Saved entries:
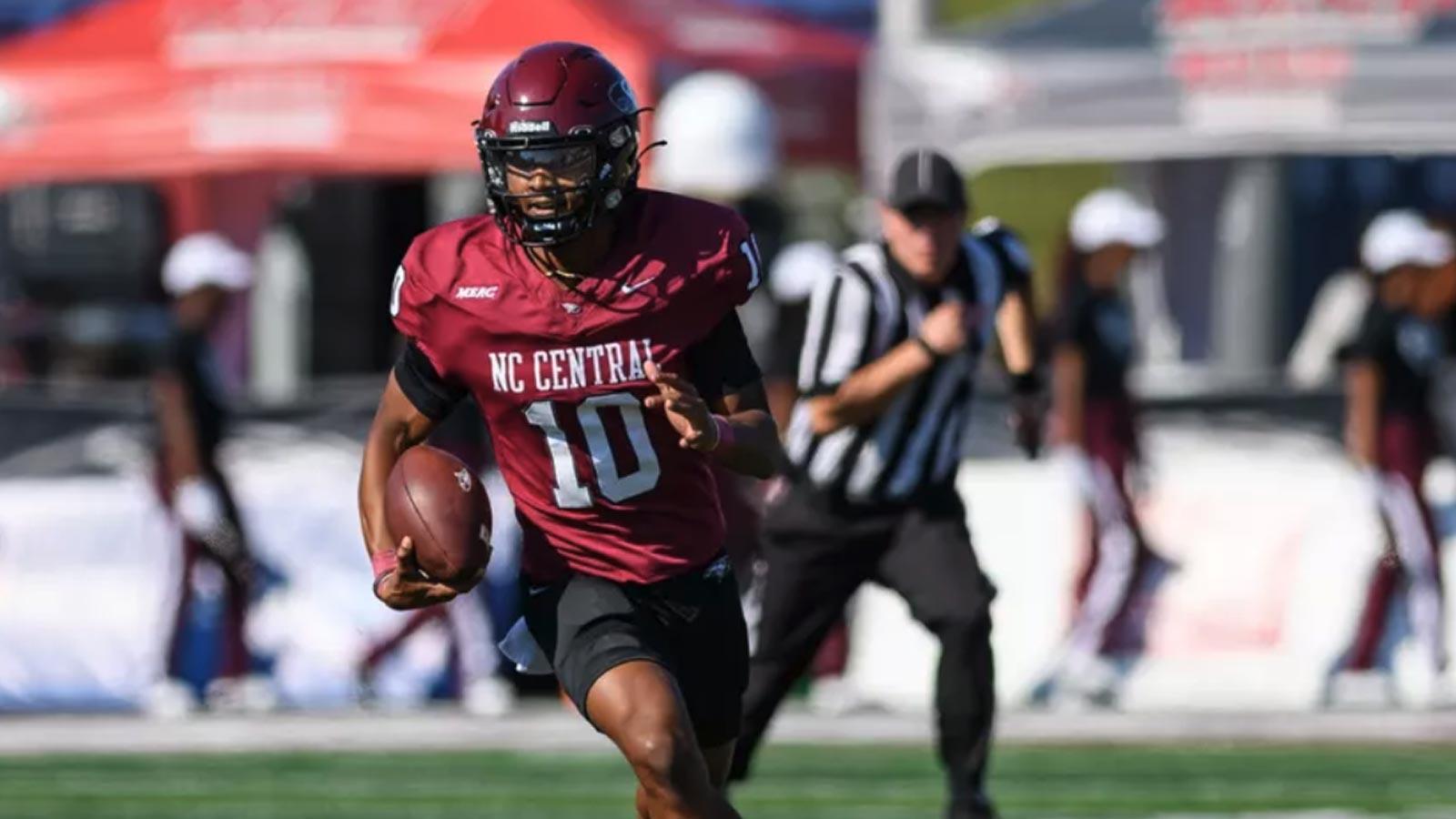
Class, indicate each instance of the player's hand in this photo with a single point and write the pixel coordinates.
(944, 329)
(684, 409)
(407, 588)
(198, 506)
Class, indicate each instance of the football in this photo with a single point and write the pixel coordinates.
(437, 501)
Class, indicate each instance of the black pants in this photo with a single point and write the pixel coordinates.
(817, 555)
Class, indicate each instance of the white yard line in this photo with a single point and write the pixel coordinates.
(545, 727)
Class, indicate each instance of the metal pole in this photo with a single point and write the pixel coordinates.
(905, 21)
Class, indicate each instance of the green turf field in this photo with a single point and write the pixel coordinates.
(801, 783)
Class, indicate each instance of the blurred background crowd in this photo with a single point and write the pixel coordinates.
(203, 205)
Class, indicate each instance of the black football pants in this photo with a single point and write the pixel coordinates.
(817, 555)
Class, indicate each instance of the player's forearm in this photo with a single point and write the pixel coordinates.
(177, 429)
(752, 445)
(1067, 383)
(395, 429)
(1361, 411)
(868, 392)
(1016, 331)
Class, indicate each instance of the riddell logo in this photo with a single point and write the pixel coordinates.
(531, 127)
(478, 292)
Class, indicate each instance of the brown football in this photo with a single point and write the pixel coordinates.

PROBLEM TO WORK ON
I'd like every record above written out again exactly, without the pictures.

COMPLETED TASK
Class, indicate each instance of the player's hand in this photo with a single point and write the pixel coordinates.
(944, 329)
(684, 409)
(407, 588)
(198, 506)
Class, indicate each instance of the football in this photo with a single point and write the pixel coordinates.
(437, 501)
Class, indicate each instance of the black pants in this photo with a single point and write the pixel coordinates.
(817, 555)
Class, indicate each instance of the white yard line in this photo with a single point and write the pixel coordinates.
(545, 727)
Class, indicate each instance of the metal pole in this photo with a single point and write the pixel coordinates.
(905, 21)
Class, indicate each instance of the green turf field in this photo with a single point and write the pixel coordinates.
(801, 783)
Class, indicate each instance of the blurred background crowd in this photo with a single point and write the pixel coordinates.
(203, 205)
Class, indicate each instance of the black football pants in this photo with a single point and write the pixel coordinates.
(817, 555)
Class, indicate each instance of the player's forearm in this photo with a single point and write the pixel coordinates.
(177, 429)
(752, 445)
(1067, 383)
(395, 429)
(1361, 411)
(868, 392)
(1016, 331)
Class, indicate each instance of the riddell logo in this photo with a single point and write the pixel coordinates.
(531, 127)
(478, 292)
Class, indicate each instance of the brown football in this photo with a single point and write the pixel coordinates.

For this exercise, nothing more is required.